_Work to complete_
Give back exactly the line that contains "Camera-trap tally: mark every instance of the black jacket" and all the lines after it in the records below, to the very last, with no other output.

___ Data for processing

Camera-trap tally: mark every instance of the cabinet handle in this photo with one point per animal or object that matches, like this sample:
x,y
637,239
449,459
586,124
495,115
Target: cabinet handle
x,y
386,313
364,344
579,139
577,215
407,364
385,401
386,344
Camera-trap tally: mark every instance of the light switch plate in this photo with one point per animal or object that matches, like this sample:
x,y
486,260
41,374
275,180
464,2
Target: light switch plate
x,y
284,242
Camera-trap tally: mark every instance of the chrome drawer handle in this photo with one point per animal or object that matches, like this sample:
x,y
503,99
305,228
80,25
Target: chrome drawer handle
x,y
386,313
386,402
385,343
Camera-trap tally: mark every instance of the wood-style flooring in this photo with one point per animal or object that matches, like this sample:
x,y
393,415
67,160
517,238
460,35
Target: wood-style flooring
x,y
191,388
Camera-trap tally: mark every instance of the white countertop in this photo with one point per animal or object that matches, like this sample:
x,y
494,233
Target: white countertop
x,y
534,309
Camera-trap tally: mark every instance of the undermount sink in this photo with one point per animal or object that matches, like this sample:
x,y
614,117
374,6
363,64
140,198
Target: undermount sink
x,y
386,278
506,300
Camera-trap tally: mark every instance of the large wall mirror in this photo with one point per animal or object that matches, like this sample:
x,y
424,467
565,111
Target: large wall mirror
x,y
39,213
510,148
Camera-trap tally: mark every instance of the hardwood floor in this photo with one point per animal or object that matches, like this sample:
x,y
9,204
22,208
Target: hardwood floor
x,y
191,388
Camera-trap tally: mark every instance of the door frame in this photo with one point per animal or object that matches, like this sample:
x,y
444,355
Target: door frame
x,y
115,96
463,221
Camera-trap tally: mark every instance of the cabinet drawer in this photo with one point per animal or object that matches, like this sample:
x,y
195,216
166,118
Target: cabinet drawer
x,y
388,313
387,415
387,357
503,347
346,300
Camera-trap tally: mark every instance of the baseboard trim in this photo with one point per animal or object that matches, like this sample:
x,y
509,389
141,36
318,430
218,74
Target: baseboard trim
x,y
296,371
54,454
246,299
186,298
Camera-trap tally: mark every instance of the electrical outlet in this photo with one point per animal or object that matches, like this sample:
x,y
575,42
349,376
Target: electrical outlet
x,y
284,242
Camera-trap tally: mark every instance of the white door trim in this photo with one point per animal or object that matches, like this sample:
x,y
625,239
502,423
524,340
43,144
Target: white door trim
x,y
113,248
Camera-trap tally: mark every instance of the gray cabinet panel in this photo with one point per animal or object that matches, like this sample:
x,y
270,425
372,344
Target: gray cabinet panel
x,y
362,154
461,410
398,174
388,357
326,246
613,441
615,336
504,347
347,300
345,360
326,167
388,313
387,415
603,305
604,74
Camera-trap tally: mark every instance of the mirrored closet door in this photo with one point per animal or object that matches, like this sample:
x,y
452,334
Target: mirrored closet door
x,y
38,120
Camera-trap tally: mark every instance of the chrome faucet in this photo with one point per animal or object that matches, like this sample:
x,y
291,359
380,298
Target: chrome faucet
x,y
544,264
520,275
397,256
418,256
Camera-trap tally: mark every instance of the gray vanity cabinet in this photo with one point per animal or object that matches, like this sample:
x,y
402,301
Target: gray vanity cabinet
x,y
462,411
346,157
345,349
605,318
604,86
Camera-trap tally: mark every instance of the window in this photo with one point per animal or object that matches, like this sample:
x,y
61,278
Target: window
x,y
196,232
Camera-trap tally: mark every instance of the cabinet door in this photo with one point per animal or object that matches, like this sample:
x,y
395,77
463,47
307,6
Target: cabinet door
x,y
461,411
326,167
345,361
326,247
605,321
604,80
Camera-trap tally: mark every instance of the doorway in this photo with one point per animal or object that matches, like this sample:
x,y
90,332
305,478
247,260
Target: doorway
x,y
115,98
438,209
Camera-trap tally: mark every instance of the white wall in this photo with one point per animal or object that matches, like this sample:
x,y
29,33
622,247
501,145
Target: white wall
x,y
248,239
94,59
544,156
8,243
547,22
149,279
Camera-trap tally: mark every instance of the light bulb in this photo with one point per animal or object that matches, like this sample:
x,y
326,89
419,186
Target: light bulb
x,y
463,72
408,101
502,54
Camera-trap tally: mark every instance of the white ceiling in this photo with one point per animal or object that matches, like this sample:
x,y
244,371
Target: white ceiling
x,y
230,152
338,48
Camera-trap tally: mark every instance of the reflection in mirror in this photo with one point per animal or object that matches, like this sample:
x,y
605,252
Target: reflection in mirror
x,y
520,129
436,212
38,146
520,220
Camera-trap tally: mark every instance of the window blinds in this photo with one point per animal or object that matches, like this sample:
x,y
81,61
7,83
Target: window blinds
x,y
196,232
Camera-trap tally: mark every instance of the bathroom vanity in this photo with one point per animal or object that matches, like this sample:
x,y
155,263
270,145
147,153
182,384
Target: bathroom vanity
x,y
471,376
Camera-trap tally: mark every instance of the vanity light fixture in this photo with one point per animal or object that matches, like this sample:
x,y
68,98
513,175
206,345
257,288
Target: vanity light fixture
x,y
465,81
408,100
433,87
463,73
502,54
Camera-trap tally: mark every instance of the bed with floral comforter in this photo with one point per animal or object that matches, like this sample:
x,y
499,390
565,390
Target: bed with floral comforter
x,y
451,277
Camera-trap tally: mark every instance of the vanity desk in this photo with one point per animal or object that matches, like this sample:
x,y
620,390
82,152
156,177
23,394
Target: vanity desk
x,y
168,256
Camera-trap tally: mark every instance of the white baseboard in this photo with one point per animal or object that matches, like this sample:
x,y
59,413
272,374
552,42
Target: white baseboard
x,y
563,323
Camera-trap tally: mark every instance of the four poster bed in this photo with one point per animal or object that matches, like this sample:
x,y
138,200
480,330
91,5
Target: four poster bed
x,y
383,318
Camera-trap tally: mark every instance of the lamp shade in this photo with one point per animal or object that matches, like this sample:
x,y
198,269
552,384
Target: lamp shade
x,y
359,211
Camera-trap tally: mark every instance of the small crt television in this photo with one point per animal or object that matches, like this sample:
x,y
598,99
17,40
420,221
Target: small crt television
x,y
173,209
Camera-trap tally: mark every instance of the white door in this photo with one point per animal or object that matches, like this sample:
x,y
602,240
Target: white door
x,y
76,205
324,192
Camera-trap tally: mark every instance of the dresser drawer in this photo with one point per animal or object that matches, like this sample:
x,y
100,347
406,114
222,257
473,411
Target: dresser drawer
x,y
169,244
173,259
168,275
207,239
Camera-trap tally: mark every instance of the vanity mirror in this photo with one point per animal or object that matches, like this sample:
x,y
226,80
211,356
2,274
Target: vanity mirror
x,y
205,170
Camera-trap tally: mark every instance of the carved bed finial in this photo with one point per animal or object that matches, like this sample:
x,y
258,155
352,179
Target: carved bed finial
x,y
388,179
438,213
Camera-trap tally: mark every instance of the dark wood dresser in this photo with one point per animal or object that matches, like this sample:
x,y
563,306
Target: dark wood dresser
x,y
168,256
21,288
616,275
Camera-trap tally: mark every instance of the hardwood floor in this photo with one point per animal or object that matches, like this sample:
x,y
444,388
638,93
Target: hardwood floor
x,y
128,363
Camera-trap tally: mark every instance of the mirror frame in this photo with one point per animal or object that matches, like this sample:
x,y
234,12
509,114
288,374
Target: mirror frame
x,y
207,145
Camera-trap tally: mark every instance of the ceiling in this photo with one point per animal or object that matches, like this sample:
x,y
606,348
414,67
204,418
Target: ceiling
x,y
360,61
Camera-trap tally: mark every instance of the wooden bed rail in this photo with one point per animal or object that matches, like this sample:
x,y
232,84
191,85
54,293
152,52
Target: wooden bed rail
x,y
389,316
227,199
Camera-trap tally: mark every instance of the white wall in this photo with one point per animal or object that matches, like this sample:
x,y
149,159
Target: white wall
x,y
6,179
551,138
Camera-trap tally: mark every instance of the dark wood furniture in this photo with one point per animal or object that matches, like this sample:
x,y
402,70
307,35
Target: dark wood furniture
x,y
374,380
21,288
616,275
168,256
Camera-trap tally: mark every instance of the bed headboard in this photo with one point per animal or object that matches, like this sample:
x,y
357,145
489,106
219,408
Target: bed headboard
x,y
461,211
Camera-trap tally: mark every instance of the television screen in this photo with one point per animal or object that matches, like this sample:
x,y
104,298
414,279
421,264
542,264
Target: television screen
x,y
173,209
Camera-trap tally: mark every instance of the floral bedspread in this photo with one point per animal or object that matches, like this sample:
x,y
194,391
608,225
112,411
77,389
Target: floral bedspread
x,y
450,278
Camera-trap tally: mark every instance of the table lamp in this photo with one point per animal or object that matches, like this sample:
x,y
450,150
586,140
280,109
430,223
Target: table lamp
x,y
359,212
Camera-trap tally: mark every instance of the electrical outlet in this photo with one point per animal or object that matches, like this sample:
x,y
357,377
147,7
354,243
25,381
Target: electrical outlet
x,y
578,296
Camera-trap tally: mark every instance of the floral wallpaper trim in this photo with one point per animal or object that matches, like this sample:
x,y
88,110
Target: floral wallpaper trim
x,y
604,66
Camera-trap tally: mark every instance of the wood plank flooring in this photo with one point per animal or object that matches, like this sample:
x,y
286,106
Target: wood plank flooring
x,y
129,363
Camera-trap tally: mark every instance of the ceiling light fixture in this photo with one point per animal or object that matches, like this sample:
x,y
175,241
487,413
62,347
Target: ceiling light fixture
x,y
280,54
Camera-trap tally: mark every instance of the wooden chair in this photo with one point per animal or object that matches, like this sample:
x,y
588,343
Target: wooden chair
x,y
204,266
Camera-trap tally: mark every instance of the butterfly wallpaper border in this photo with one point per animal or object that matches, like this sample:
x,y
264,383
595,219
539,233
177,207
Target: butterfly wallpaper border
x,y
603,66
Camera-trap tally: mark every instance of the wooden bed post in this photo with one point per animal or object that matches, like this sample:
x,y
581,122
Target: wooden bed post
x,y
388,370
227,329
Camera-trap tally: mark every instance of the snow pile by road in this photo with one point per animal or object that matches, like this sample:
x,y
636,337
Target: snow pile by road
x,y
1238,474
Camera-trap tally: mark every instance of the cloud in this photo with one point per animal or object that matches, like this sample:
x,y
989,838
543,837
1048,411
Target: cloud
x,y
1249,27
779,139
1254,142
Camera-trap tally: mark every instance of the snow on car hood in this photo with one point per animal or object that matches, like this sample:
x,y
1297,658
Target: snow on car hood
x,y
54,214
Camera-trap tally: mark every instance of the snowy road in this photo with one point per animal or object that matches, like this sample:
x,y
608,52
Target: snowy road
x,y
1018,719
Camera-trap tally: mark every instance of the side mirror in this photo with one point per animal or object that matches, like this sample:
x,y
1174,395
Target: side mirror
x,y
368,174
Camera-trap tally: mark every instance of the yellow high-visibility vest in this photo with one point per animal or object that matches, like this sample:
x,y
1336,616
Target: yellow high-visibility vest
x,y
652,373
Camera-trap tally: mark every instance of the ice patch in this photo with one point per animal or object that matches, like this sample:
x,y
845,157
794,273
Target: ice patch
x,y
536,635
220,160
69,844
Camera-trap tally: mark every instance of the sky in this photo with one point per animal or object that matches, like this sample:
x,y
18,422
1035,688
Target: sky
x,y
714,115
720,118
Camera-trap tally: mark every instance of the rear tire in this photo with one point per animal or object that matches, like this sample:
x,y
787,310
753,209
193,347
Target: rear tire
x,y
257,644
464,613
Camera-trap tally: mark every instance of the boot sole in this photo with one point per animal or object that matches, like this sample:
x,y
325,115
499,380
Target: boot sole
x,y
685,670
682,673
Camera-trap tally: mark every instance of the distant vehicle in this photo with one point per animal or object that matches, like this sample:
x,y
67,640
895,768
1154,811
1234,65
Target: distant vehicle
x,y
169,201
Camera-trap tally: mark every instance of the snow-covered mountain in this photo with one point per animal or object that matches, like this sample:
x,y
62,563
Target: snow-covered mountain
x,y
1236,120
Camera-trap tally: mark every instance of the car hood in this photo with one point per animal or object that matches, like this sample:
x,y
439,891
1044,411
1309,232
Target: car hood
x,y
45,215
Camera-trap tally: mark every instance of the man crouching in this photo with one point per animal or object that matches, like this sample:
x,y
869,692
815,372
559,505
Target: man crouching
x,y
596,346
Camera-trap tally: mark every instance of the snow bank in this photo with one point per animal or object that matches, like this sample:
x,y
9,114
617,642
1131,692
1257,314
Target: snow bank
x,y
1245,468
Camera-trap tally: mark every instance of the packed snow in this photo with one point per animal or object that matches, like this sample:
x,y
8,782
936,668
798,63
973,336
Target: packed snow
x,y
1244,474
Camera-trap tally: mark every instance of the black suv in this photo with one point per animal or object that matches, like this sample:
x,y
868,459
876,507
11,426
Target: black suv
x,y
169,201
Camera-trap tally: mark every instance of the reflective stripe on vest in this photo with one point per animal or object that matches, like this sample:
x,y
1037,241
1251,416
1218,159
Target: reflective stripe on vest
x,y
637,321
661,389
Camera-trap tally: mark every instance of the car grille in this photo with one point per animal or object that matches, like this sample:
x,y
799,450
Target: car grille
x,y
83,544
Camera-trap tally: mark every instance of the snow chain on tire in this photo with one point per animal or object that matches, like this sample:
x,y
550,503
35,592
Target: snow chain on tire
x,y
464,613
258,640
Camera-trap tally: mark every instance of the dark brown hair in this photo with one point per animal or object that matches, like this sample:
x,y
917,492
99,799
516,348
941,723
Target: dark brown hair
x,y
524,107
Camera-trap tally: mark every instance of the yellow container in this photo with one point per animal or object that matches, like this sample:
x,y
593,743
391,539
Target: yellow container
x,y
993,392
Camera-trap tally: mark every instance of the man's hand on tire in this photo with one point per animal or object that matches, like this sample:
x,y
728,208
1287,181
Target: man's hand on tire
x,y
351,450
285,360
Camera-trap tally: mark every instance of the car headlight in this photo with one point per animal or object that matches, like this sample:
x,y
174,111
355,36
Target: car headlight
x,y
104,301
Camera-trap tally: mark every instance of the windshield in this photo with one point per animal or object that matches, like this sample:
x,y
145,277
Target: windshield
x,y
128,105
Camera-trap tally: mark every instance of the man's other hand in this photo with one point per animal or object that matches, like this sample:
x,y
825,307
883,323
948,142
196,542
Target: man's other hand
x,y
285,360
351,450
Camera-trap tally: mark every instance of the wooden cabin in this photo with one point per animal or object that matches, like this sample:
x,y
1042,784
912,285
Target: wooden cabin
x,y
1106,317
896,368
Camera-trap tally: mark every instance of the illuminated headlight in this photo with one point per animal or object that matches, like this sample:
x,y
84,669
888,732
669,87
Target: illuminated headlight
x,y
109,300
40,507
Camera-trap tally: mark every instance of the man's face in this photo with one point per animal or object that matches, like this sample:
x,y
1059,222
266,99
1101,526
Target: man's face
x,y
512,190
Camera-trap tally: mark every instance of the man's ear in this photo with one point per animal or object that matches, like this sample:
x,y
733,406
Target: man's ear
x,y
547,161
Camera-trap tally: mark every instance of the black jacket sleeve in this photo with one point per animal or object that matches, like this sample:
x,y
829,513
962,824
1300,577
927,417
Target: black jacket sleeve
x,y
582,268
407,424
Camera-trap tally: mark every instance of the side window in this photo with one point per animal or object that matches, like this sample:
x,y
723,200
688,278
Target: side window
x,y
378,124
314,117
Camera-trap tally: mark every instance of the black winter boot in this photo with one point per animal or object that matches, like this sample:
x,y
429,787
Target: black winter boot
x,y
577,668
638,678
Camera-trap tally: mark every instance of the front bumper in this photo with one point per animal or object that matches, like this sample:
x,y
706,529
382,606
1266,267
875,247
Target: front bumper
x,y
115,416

______

_Response for this exercise_
Camera-trap tally: mark every instance of the black jacket sleeve in this photo with one point per animal or object that matches, like this sample:
x,y
829,513
962,824
1300,577
927,417
Target: black jacket sleeve
x,y
582,268
407,424
Camera-trap tally: mark every instance of the side window in this photo with one point per animal or object that matches, like this sample:
x,y
723,200
688,278
Target: side window
x,y
378,124
314,117
Camera-trap tally: mark every instance of the black winter boot in this photo with one point per animal or object that matches, like this sample:
x,y
429,787
Target: black winter boot
x,y
577,668
638,678
Camera-trap tally: mark every instance of the front bumper in this photo with one point per animal or object that matches, like this sample:
x,y
706,529
382,606
1266,267
875,247
Target: front bumper
x,y
115,416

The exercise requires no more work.